Rewrite the stretch from the line containing "Class, locate every instance of the document" through the end of the records, swapping "recessed ceiling light" for "overhead light fixture" and leaving everything else untouched.

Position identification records
•••

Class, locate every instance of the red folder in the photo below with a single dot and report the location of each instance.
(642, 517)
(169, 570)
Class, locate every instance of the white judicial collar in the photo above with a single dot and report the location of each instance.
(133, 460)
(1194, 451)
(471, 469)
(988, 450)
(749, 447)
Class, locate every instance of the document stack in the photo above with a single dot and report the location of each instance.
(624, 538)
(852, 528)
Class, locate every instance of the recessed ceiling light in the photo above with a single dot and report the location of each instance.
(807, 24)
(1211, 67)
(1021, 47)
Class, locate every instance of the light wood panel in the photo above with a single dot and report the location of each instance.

•••

Complete answer:
Class, locate every instance of the document stack in the photo above with a single dot and report the location of each instance.
(624, 538)
(852, 528)
Class, locate every instance of the overhead light fixture in the photo above with a single dot and report the location of each instance.
(807, 24)
(1211, 67)
(1021, 47)
Class, locate every instance of the light wood panel in the photo above with a single dot and report the location of each instance.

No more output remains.